• Provided entries:

%%

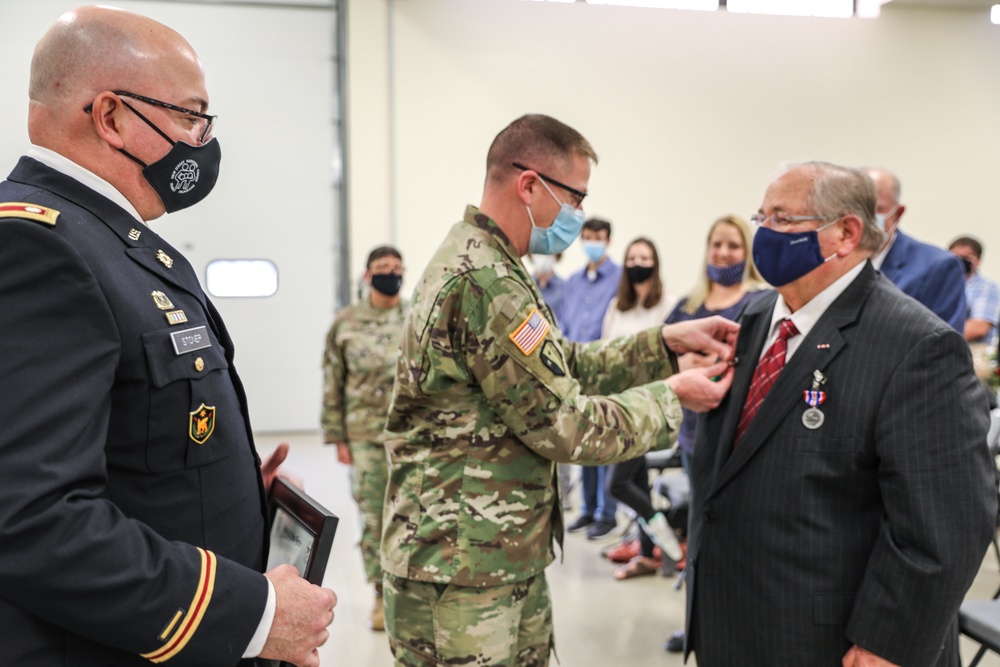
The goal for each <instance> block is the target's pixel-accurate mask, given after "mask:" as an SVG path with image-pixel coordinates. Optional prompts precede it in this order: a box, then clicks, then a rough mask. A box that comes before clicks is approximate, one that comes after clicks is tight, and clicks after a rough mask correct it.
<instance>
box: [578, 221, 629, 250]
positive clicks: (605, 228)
mask: <svg viewBox="0 0 1000 667" xmlns="http://www.w3.org/2000/svg"><path fill="white" fill-rule="evenodd" d="M583 228H584V229H587V230H590V231H592V232H596V233H598V234H600V233H601V232H605V233H606V234H607V235H608V238H609V239H610V238H611V222H610V221H608V220H605V219H604V218H588V219H587V221H586V222H584V223H583ZM640 240H641V239H640ZM629 245H631V244H629Z"/></svg>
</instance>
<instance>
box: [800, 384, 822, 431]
mask: <svg viewBox="0 0 1000 667" xmlns="http://www.w3.org/2000/svg"><path fill="white" fill-rule="evenodd" d="M826 379H827V378H826V376H825V375H823V373H822V371H819V370H815V371H813V386H812V389H806V390H805V391H803V392H802V393H803V395H804V398H805V402H806V405H808V406H809V408H808V409H807V410H806V411H805V412H803V413H802V425H803V426H805V427H806V428H807V429H809V430H811V431H815V430H816V429H818V428H819V427H820V426H822V425H823V422H824V421H826V415H824V414H823V411H822V410H820V409H819V406H821V405H823V403H825V402H826V392H825V391H820V387H822V386H823V385H824V384H826Z"/></svg>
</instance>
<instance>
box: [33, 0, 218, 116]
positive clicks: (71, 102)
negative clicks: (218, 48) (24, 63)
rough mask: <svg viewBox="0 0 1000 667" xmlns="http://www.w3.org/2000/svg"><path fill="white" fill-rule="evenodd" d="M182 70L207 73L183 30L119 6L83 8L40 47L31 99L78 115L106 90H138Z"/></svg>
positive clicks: (141, 91) (59, 25)
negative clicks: (196, 54)
mask: <svg viewBox="0 0 1000 667" xmlns="http://www.w3.org/2000/svg"><path fill="white" fill-rule="evenodd" d="M178 66H180V67H181V69H182V70H183V71H184V72H185V73H186V74H190V73H191V72H192V70H196V71H197V72H198V73H199V74H200V72H201V64H200V63H199V61H198V58H197V56H196V55H195V53H194V50H193V49H192V48H191V46H190V45H189V44H188V43H187V41H185V40H184V38H183V37H181V36H180V35H179V34H178V33H177V32H175V31H174V30H172V29H171V28H168V27H167V26H165V25H163V24H162V23H158V22H156V21H154V20H152V19H150V18H147V17H145V16H140V15H139V14H133V13H131V12H127V11H125V10H122V9H115V8H113V7H97V6H89V7H81V8H79V9H75V10H73V11H70V12H68V13H66V14H64V15H63V16H61V17H60V18H59V20H58V21H56V23H55V24H54V25H53V26H52V27H51V28H49V30H48V32H46V33H45V35H44V36H43V37H42V39H41V40H40V41H39V42H38V45H37V46H36V47H35V53H34V56H33V57H32V60H31V77H30V84H29V88H28V95H29V98H30V100H31V103H32V105H41V106H44V107H48V108H49V109H51V110H53V111H55V110H66V111H69V110H72V111H73V112H78V111H79V109H82V108H83V107H84V106H86V104H88V103H89V102H90V101H91V100H92V99H93V97H94V96H95V95H96V94H97V93H99V92H101V91H104V90H135V91H137V92H140V93H144V94H147V95H152V94H153V92H147V91H149V87H150V86H151V85H152V84H154V83H155V82H156V81H158V80H162V79H164V78H169V77H171V76H172V74H171V72H172V69H171V68H177V67H178Z"/></svg>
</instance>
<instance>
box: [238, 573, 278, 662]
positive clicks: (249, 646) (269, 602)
mask: <svg viewBox="0 0 1000 667" xmlns="http://www.w3.org/2000/svg"><path fill="white" fill-rule="evenodd" d="M277 606H278V598H277V594H276V593H275V592H274V584H272V583H271V580H270V579H267V604H266V605H264V615H263V616H262V617H261V619H260V625H258V626H257V632H255V633H253V637H251V638H250V644H249V645H247V650H246V651H244V652H243V657H244V658H256V657H257V656H258V655H260V652H261V651H263V650H264V644H265V643H266V642H267V635H268V634H270V632H271V624H272V623H274V610H275V607H277Z"/></svg>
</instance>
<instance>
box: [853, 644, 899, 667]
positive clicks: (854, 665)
mask: <svg viewBox="0 0 1000 667" xmlns="http://www.w3.org/2000/svg"><path fill="white" fill-rule="evenodd" d="M841 663H842V664H843V666H844V667H899V665H897V664H896V663H894V662H889V661H888V660H886V659H885V658H880V657H879V656H877V655H875V654H874V653H872V652H871V651H866V650H865V649H863V648H861V647H860V646H858V645H857V644H855V645H854V646H852V647H851V650H850V651H848V652H847V653H846V654H844V659H843V660H842V661H841Z"/></svg>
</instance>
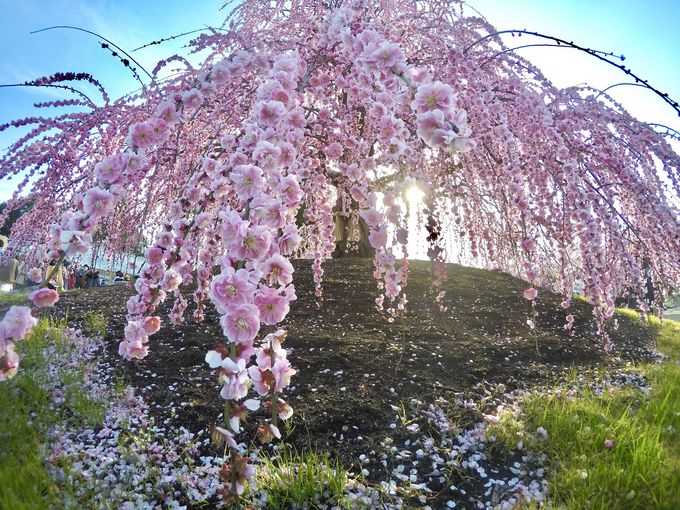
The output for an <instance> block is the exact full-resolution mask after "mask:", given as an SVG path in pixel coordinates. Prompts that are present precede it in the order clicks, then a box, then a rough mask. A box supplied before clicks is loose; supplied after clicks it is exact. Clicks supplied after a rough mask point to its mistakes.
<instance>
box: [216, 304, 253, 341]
mask: <svg viewBox="0 0 680 510" xmlns="http://www.w3.org/2000/svg"><path fill="white" fill-rule="evenodd" d="M220 324H221V325H222V331H223V332H224V335H225V336H226V337H227V338H228V339H229V341H230V342H234V343H247V342H250V341H252V340H253V339H254V338H255V336H256V335H257V333H258V331H260V311H259V309H258V308H257V306H255V305H251V304H239V305H232V306H229V307H228V308H227V312H226V313H225V314H224V315H223V316H222V318H221V319H220Z"/></svg>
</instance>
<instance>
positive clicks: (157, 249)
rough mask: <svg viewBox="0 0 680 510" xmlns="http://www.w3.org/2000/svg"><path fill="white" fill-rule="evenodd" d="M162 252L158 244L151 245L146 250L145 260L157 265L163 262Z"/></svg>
mask: <svg viewBox="0 0 680 510" xmlns="http://www.w3.org/2000/svg"><path fill="white" fill-rule="evenodd" d="M163 257H164V252H163V250H162V249H161V248H160V247H158V246H153V247H152V248H149V249H148V250H146V260H147V262H148V263H149V264H151V265H154V266H155V265H157V264H160V263H161V262H163Z"/></svg>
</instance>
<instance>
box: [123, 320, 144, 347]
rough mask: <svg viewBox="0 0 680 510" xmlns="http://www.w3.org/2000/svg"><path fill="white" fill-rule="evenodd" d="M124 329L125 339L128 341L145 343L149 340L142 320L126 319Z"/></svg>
mask: <svg viewBox="0 0 680 510" xmlns="http://www.w3.org/2000/svg"><path fill="white" fill-rule="evenodd" d="M124 331H125V340H127V341H128V342H141V343H146V342H147V341H148V340H149V337H148V334H147V332H146V328H145V327H144V323H143V322H142V321H128V323H127V326H125V330H124Z"/></svg>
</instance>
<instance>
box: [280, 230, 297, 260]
mask: <svg viewBox="0 0 680 510" xmlns="http://www.w3.org/2000/svg"><path fill="white" fill-rule="evenodd" d="M301 240H302V238H301V237H300V235H299V234H298V230H297V227H296V226H295V225H286V227H285V228H284V229H283V233H282V234H281V236H280V237H279V252H280V253H281V254H282V255H290V254H291V253H292V252H293V251H294V250H295V249H296V248H297V247H298V246H299V244H300V241H301Z"/></svg>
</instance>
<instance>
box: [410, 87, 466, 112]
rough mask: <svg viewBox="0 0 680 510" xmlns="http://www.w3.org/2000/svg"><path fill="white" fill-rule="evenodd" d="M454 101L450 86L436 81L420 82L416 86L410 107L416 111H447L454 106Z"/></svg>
mask: <svg viewBox="0 0 680 510" xmlns="http://www.w3.org/2000/svg"><path fill="white" fill-rule="evenodd" d="M455 101H456V94H455V93H454V92H453V89H452V88H451V86H450V85H447V84H446V83H442V82H440V81H436V82H434V83H426V84H422V85H420V86H419V87H418V91H417V92H416V96H415V99H414V100H413V102H412V103H411V108H412V109H413V110H415V111H416V112H417V113H424V112H429V111H432V110H442V111H447V110H449V109H450V108H453V107H454V103H455Z"/></svg>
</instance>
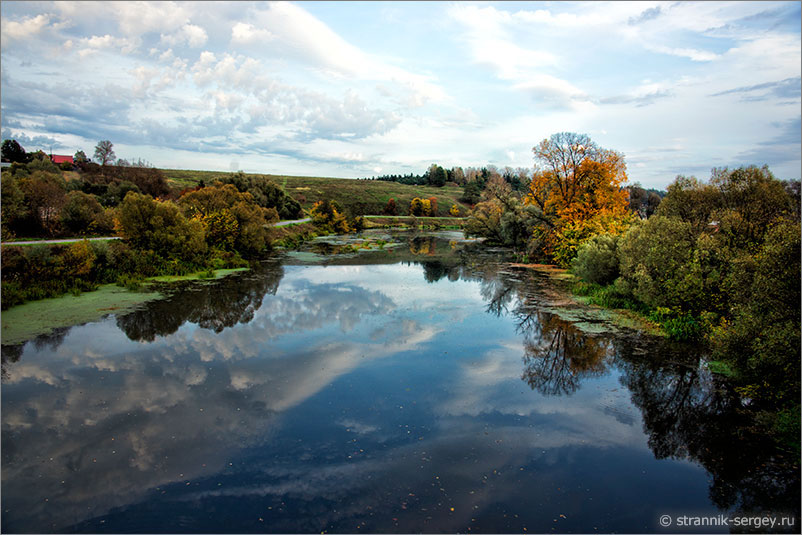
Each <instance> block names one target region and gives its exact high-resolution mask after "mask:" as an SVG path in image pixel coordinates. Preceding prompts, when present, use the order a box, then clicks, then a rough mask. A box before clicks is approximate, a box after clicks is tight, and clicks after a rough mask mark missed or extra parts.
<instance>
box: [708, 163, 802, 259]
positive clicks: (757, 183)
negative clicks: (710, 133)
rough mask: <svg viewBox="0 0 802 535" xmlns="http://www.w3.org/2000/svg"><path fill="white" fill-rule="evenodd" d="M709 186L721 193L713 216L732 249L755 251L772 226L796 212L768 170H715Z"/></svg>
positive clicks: (752, 167) (719, 195)
mask: <svg viewBox="0 0 802 535" xmlns="http://www.w3.org/2000/svg"><path fill="white" fill-rule="evenodd" d="M710 184H711V186H713V187H715V188H716V189H717V190H718V192H719V198H720V199H719V202H718V206H719V208H718V210H717V211H716V212H715V213H714V214H713V215H714V217H715V218H716V219H717V220H718V225H719V228H720V231H721V233H722V234H723V235H724V236H726V241H727V245H728V246H729V247H734V248H739V249H752V250H754V249H756V248H757V247H759V246H760V244H761V242H762V241H763V236H765V234H766V232H767V230H768V228H769V226H770V225H772V224H774V223H775V222H776V221H778V220H779V219H780V218H781V217H783V216H785V215H790V214H791V213H792V211H793V200H792V197H791V196H790V195H788V192H787V191H786V189H785V185H784V184H783V183H782V182H780V181H779V180H777V179H776V178H774V175H773V174H772V173H771V171H769V168H768V166H763V167H756V166H750V167H739V168H737V169H734V170H729V169H727V168H726V167H725V168H722V169H713V173H712V177H711V179H710Z"/></svg>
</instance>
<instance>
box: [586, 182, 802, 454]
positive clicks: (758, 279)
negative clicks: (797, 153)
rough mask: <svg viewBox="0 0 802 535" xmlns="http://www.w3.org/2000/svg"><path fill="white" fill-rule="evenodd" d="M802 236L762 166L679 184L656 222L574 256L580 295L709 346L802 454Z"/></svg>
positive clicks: (796, 205)
mask: <svg viewBox="0 0 802 535" xmlns="http://www.w3.org/2000/svg"><path fill="white" fill-rule="evenodd" d="M797 191H798V190H797ZM801 233H802V228H800V221H799V197H798V193H797V195H796V196H795V195H794V194H793V189H792V190H791V191H790V192H789V191H788V189H787V184H784V183H782V182H780V181H779V180H776V179H775V178H774V177H773V176H772V175H771V173H770V172H769V171H768V169H767V168H762V169H760V168H755V167H751V168H740V169H737V170H734V171H728V170H726V169H723V170H716V171H714V173H713V177H712V179H711V181H710V183H707V184H705V183H703V182H700V181H697V180H696V179H693V178H691V179H688V178H685V177H678V178H677V180H676V181H675V182H674V183H673V184H672V185H671V186H669V188H668V194H667V195H666V197H665V198H664V199H663V201H662V203H661V204H660V206H659V208H658V210H657V214H656V215H655V216H653V217H651V218H649V219H648V220H645V221H639V222H636V223H635V224H633V225H632V226H631V227H630V228H629V229H628V230H627V231H626V232H625V233H623V234H620V235H610V234H601V235H598V236H595V237H593V238H591V239H590V240H588V241H587V242H585V243H584V244H583V245H581V246H580V247H579V249H578V252H577V255H576V257H575V258H574V259H573V261H572V263H571V269H572V271H573V273H574V274H576V275H577V276H578V277H579V278H580V279H581V281H580V282H578V283H576V284H575V285H574V291H575V292H576V293H577V294H579V295H582V296H585V298H586V299H587V300H588V301H589V302H590V303H593V304H597V305H600V306H604V307H611V308H625V309H630V310H634V311H636V312H638V313H640V314H642V315H643V316H645V317H647V318H648V319H650V320H652V321H655V322H656V323H658V324H660V325H661V326H662V328H663V330H664V331H665V332H666V334H667V335H668V336H670V337H671V338H674V339H678V340H688V341H693V342H695V343H697V344H700V345H703V346H704V347H705V348H707V349H708V350H709V352H710V363H709V368H710V370H711V371H712V372H714V373H720V374H723V375H727V376H728V377H729V378H730V380H731V381H732V383H733V384H734V385H735V388H736V390H737V391H738V392H739V394H740V395H741V398H742V400H743V403H744V405H745V406H746V407H749V408H750V409H751V410H754V411H755V414H756V416H757V421H758V422H760V423H761V424H763V425H764V426H765V428H766V429H767V430H768V432H770V433H772V434H773V435H775V436H776V437H777V439H778V441H779V442H780V443H781V444H782V445H783V446H784V447H786V448H790V449H792V450H795V451H796V452H797V453H798V452H799V434H800V403H799V398H800V385H799V375H800V324H801V322H802V314H800V302H802V292H800V277H799V274H800V271H801V269H802V267H801V266H800V234H801Z"/></svg>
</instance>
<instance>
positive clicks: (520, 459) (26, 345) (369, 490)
mask: <svg viewBox="0 0 802 535" xmlns="http://www.w3.org/2000/svg"><path fill="white" fill-rule="evenodd" d="M377 236H378V237H379V238H381V239H384V238H387V239H390V238H392V236H387V235H373V236H372V237H371V239H372V240H376V239H377ZM396 239H397V240H401V242H402V246H401V247H387V248H378V247H373V248H372V249H371V250H369V251H366V252H364V253H361V254H355V253H354V254H348V255H345V256H343V255H334V256H325V255H324V253H332V252H336V251H337V248H338V247H342V246H343V244H344V243H345V244H346V245H347V244H349V243H351V242H348V241H345V242H343V241H340V242H337V241H334V242H332V241H331V240H329V242H327V244H322V243H317V244H313V245H312V246H310V247H309V250H308V251H307V252H306V253H305V254H302V255H288V256H280V257H277V258H275V259H272V260H270V261H266V262H263V263H261V265H260V266H259V267H258V268H257V269H254V270H252V271H251V272H248V273H244V274H241V275H235V276H231V277H228V278H226V279H223V280H220V281H215V282H210V283H205V284H197V283H196V284H186V285H184V286H182V287H181V289H180V290H177V291H175V292H174V294H173V295H172V296H171V297H170V298H168V299H165V300H162V301H156V302H151V303H149V304H147V305H146V306H144V307H143V308H142V309H141V310H138V311H136V312H133V313H130V314H127V315H124V316H119V317H117V316H109V317H107V318H106V319H104V320H102V321H99V322H96V323H90V324H86V325H82V326H78V327H73V328H71V329H67V330H62V331H60V332H59V333H57V334H55V335H53V336H50V337H43V338H39V339H37V340H35V341H32V342H29V343H27V344H25V345H24V346H20V347H4V354H3V389H2V468H3V470H2V510H3V518H2V520H3V530H4V531H5V532H118V533H119V532H145V533H156V532H171V533H176V532H192V533H200V532H216V533H220V532H235V533H243V532H257V531H258V532H282V533H294V532H309V533H311V532H315V533H320V532H322V531H329V532H347V533H358V532H361V531H365V532H374V533H378V532H401V533H411V532H492V533H504V532H516V533H522V532H524V531H528V532H535V533H537V532H593V531H597V530H598V531H601V532H610V531H617V532H654V531H660V530H661V529H662V528H661V527H660V525H659V523H658V519H659V517H660V516H661V515H663V514H672V515H675V514H680V513H685V514H704V515H717V514H719V513H736V512H754V511H763V512H766V511H770V512H775V513H782V512H790V513H791V514H794V515H796V516H797V517H798V515H799V505H798V504H799V479H798V473H797V471H795V470H793V469H791V470H789V469H788V468H787V461H786V460H785V459H783V458H781V457H778V456H777V455H776V452H774V450H772V449H771V448H770V447H769V445H767V444H766V443H765V442H763V441H762V439H761V438H760V437H759V436H758V437H756V436H753V434H751V433H750V432H749V431H748V422H747V421H745V419H744V418H745V416H744V414H743V411H741V410H740V408H741V407H740V403H739V402H738V401H737V398H736V397H735V396H733V395H732V393H731V392H730V390H729V388H728V386H727V385H726V384H725V383H723V382H721V380H720V379H717V378H716V377H715V376H713V375H711V374H710V373H708V372H707V371H706V370H705V368H704V366H702V365H700V360H699V355H697V354H695V352H694V351H693V350H692V349H690V348H689V347H687V346H675V345H672V344H670V343H669V342H667V341H666V340H664V339H660V338H655V337H650V336H646V335H643V334H641V333H638V332H636V331H631V330H627V329H622V328H616V327H615V326H614V325H611V324H609V323H605V322H601V321H596V322H594V321H591V322H588V321H585V322H584V323H581V324H580V327H583V329H580V328H578V327H577V325H576V323H575V322H571V321H568V320H566V319H565V318H571V317H575V316H576V314H577V310H574V311H573V312H572V313H566V311H565V310H564V309H560V307H558V306H557V305H555V302H554V299H553V296H554V287H553V283H552V282H550V281H549V280H548V279H547V278H546V277H545V276H543V275H540V274H538V273H537V272H533V271H531V270H526V269H522V268H513V267H511V266H510V265H509V264H508V263H506V262H505V260H506V259H505V258H504V255H503V253H502V252H501V251H492V250H491V251H490V252H486V251H485V250H481V249H476V248H475V246H473V245H471V244H465V243H463V242H462V241H461V240H460V238H459V234H454V233H452V234H439V235H415V236H411V237H408V236H401V237H397V236H396ZM482 251H485V252H482ZM568 312H571V311H568ZM579 313H580V315H581V311H579ZM572 314H573V315H572ZM694 531H698V529H697V530H694ZM712 531H727V529H725V528H721V529H718V530H716V529H713V530H712Z"/></svg>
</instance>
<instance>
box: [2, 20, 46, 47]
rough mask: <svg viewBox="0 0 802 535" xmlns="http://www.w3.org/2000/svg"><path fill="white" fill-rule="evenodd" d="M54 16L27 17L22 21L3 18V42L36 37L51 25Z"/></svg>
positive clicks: (2, 25) (2, 29)
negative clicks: (11, 40) (18, 39)
mask: <svg viewBox="0 0 802 535" xmlns="http://www.w3.org/2000/svg"><path fill="white" fill-rule="evenodd" d="M51 18H52V16H51V15H49V14H41V15H36V16H35V17H26V18H24V19H22V20H20V21H15V20H7V19H5V18H3V21H2V34H3V41H4V42H5V41H6V40H15V39H27V38H30V37H34V36H36V35H38V34H39V33H41V32H42V30H43V29H44V28H45V27H46V26H47V25H48V24H49V23H50V20H51Z"/></svg>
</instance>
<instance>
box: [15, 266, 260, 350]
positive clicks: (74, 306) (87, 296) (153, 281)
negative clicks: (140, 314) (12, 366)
mask: <svg viewBox="0 0 802 535" xmlns="http://www.w3.org/2000/svg"><path fill="white" fill-rule="evenodd" d="M241 271H247V268H237V269H218V270H210V271H198V272H196V273H191V274H187V275H180V276H170V275H168V276H158V277H150V278H148V279H144V280H142V281H132V284H131V285H130V286H129V288H123V287H121V286H119V285H117V284H104V285H101V286H99V287H98V288H97V289H96V290H93V291H90V292H83V293H81V294H79V295H72V294H67V295H62V296H60V297H51V298H48V299H41V300H38V301H30V302H27V303H23V304H21V305H17V306H14V307H11V308H9V309H8V310H5V311H3V314H2V336H0V341H2V343H3V344H11V345H13V344H20V343H23V342H25V341H26V340H30V339H32V338H35V337H37V336H40V335H43V334H48V333H50V332H52V331H53V330H55V329H59V328H62V327H71V326H73V325H80V324H82V323H88V322H92V321H98V320H99V319H101V318H102V317H104V316H105V315H107V314H111V313H114V314H124V313H126V312H130V311H131V310H134V309H135V308H137V307H138V306H139V305H141V304H143V303H146V302H148V301H153V300H155V299H161V298H163V297H164V295H163V294H161V293H160V292H157V291H153V290H151V289H150V288H149V286H150V284H151V283H155V282H158V283H170V282H176V281H188V280H208V279H219V278H222V277H225V276H228V275H231V274H232V273H238V272H241ZM130 288H136V289H134V290H132V289H130Z"/></svg>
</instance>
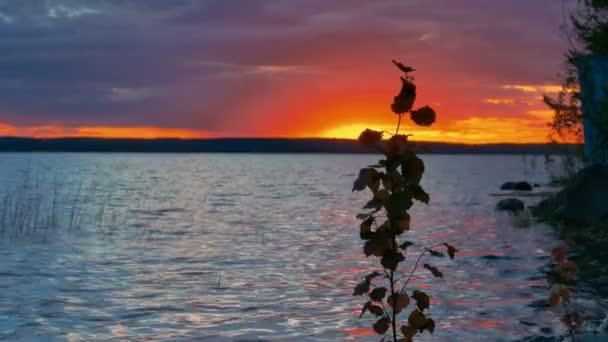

%%

• Task objective:
Take the lines above from the one containing "16L27 17L22 21L3" down to the one containing "positive clicks: (74, 306)", and transcribe them exactly, both ends included.

• Task solution:
rough mask: <svg viewBox="0 0 802 535" xmlns="http://www.w3.org/2000/svg"><path fill="white" fill-rule="evenodd" d="M54 16L27 17L22 21L3 18V42L36 37L51 25Z"/></svg>
positive clicks: (2, 25) (2, 29)
negative clicks: (11, 40) (18, 39)
mask: <svg viewBox="0 0 802 535" xmlns="http://www.w3.org/2000/svg"><path fill="white" fill-rule="evenodd" d="M51 18H52V16H51V15H49V14H41V15H36V16H35V17H26V18H24V19H22V20H20V21H15V20H7V19H5V18H3V21H2V34H3V41H4V42H5V41H6V40H15V39H27V38H30V37H34V36H36V35H38V34H39V33H41V32H42V30H43V29H44V28H45V27H46V26H47V25H48V24H49V23H50V20H51Z"/></svg>
</instance>
<instance>
box: [15, 266, 260, 350]
positive clicks: (74, 306) (87, 296) (153, 281)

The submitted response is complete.